Devotion - Tidbit #7 The Short Story

Waiting for the Barbarians by ‎J.M. Coetzee

Moderators: Liz, fireflydances

User avatar
fireflydances
ONBC Moderator
Posts: 3568
Joined: Tue Apr 28, 2009 9:15 pm
Location: under a pile of books
Contact:
Status: Offline

Devotion - Tidbit #7 The Short Story

Unread post by fireflydances » Sat Oct 06, 2018 10:55 pm

The Short Story


Image




About a third of Devotion is a short story penned by Ms. Smith. We will be talking about her story during our discussion. This tidbit should be viewed as a tool, offering a quick review of the form known as the short story, its current status in the wider field of 21st century fiction, some notes on the organization of the short story, including its newer forms, and the art of reading the short story.

To begin with, basic definitions. The Oxford Dictionary defines the short story as “a story with a fully developed theme but significantly shorter and less elaborate than a novel.” Scholars refine this further. It is a story that can be completely read in one sitting, roughly requiring an hour or so. It is short in length, usually under 10,000 words, although a rare short story may run 35,000 words. It is less complex than a novel, with a limited number of settings and characters. Brevity requires its author to concentrate efforts, constructing either a detailed account of one event, or part of what is considered the action of a novel. So a beginning or a middle or an end. Also limited, the writer’s voice. Whereas the novelist has the luxury of expressing a range of attitudes in the course of telling a story, the short story writer must narrow down, pick one attitude which then fills the story, lights it if you will. And while a novel can be assigned multiple meanings, the short story’s meaning is easier to discern, less parts.

A unity of purpose is an essential element of any short story. It must be complete in itself, and in that way it is like a poem or a painting. It stands and tells a tale that will be remembered. Something writ small but encompassing the eternal. The Scottish writer William Boyd has written that “[short stories] seem to answer something very deep in our nature as if, for the duration of its telling, something special has been created, some essence of our experience extrapolated, some temporary sense has been made of our common, turbulent journey towards the grave and oblivion.”

We have always told ourselves stories. Think of a campfire or even the mouth of a cave, and a storyteller whose gathers a crowd, each one leaning in, waiting to hear the next detail. Human beings have been telling each other short stories for hundreds of thousands of years. Stories that explained who we were and where we were going.


Image
Nathaniel Hawthorne by Brady, 1860-1865


So when did the short story become a recognizable form of literature? Roughly mid-nineteenth century. Although there were early attempts at the form in England, the true beginning of the short story starts in America launched by Hawthorne’s Twice Told Tales. Two volumes of stories, 1837 and 1841, followed by a review done by Edgar Allan Poe who manages to capture the unique nature of this new type of literature that satisfying in part because it can be read and digested in one sitting. That sense of wholeness again. The form took off because of two additional and dynamic factors - mass literacy and the emergence of a magazine and periodical marketplace designed to serve the reading public. Short fiction quickly became a new form writers needed to master. Hawthorne is followed by Poe, Melville, Turgenev and then Chekhov.
■ ■ ■ ■
# Given problem 1
Convert everything in the listing from the line containing "instance of the sky" down to the end of the listing into a JSON list of strings, one string per line, leaving out blank lines.

# Given records
■ ■ ■ ■
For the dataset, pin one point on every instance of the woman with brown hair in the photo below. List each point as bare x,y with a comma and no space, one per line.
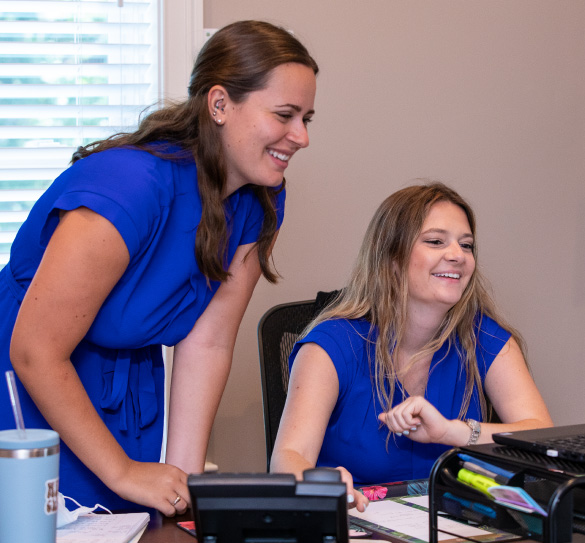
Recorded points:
152,238
397,369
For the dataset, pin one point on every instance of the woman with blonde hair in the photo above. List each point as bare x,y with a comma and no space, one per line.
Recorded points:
398,367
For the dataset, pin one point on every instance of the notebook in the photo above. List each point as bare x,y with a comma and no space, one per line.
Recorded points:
565,442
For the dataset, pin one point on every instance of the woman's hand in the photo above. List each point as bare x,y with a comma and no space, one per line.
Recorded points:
154,485
354,497
418,419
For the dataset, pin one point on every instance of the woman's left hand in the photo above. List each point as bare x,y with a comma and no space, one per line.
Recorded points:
418,419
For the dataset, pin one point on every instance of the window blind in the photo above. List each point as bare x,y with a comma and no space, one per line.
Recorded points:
71,72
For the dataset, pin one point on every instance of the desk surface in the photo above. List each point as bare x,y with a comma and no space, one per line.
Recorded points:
165,530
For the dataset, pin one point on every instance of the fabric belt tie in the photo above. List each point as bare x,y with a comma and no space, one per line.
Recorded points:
129,388
128,381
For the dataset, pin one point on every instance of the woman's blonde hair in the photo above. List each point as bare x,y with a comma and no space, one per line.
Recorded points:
378,291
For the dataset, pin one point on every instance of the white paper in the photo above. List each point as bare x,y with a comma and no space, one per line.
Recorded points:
411,521
103,528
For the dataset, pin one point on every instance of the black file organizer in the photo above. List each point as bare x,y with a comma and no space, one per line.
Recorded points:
557,485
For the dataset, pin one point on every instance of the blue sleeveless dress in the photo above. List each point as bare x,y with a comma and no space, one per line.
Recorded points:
354,437
155,205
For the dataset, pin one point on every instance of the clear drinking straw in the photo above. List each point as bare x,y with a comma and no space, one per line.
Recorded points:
15,404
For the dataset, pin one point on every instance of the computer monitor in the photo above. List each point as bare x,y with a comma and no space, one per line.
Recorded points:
270,508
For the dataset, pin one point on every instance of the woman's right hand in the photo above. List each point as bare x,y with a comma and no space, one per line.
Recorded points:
354,497
154,485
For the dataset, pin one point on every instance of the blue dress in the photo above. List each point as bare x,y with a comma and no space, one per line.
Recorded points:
155,205
354,437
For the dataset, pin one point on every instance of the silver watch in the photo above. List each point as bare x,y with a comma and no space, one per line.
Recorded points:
475,431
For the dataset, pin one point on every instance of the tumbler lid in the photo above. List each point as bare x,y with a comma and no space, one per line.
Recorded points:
35,438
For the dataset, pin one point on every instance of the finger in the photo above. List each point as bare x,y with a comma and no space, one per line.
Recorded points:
361,502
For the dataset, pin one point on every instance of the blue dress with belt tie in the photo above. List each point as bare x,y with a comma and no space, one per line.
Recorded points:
155,205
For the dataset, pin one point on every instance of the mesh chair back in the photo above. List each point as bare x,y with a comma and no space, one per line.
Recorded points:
278,330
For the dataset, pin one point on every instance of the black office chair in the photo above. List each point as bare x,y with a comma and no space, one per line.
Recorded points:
278,330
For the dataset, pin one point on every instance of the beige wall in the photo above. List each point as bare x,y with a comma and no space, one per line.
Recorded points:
486,96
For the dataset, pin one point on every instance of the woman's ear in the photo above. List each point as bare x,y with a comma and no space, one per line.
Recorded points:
216,102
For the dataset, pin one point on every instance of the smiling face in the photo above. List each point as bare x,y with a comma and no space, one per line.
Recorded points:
441,261
261,134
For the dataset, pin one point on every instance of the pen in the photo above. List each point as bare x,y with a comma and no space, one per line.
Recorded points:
479,482
486,472
490,467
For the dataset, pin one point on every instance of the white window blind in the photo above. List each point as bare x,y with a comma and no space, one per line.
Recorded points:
71,72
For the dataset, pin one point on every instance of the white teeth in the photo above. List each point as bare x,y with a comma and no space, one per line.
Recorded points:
280,156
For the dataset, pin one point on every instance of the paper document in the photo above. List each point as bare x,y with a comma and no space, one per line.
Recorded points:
120,528
407,518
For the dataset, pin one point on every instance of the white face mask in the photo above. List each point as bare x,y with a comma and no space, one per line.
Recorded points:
64,516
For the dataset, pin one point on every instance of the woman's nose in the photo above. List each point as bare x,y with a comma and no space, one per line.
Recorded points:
299,135
454,252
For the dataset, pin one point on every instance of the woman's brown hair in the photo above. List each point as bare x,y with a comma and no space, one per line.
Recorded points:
240,57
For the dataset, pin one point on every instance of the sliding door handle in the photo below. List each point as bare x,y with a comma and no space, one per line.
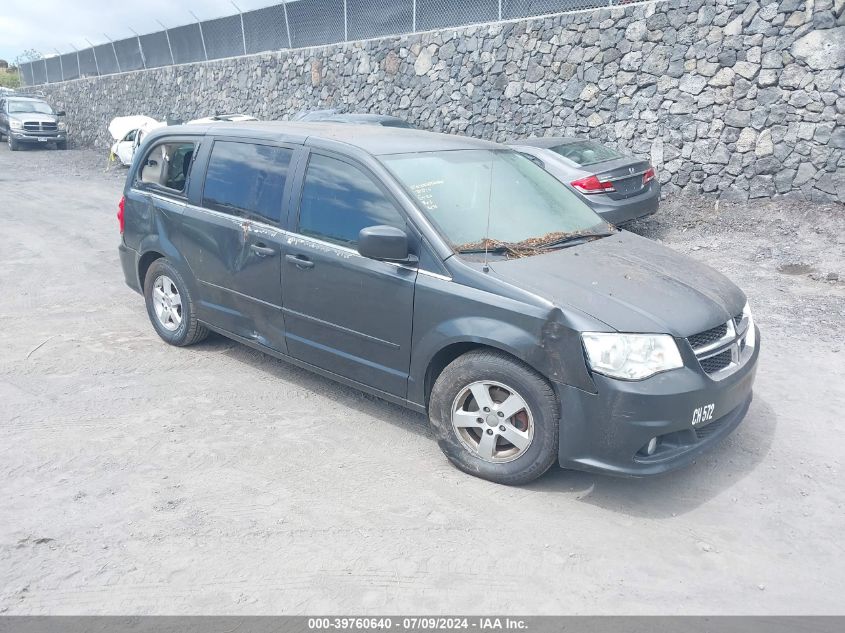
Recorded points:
261,250
300,261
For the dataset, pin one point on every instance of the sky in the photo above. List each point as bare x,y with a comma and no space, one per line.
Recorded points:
46,25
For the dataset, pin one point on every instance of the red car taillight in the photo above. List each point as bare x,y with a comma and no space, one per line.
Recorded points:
120,219
591,184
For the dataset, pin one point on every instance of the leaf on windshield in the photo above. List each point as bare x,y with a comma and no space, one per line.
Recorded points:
523,248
■ ■ ■ ■
# Given problem 2
According to the forum post on the short story, what two factors made the form take off?

# Exercise answer 1
[
  "For the dataset, pin one point on every instance of the sky in the photo above. List each point as bare x,y with a comma and no space, one per line.",
  "Recorded points:",
  "46,25",
  "For the dataset, pin one point on every instance of the red car taillight in the photo above. List each point as bare x,y with a comma and no space, one per line.",
  "Recorded points:",
  "120,219",
  "591,184",
  "For the dataset, pin one point on every instance of the leaf on windshield in the photo above. List each point as bare x,y with a comma and no space, one per line.",
  "Recorded points:",
  "523,248"
]

# Exercise answer 2
Mass literacy and the emergence of a magazine and periodical marketplace designed to serve the reading public.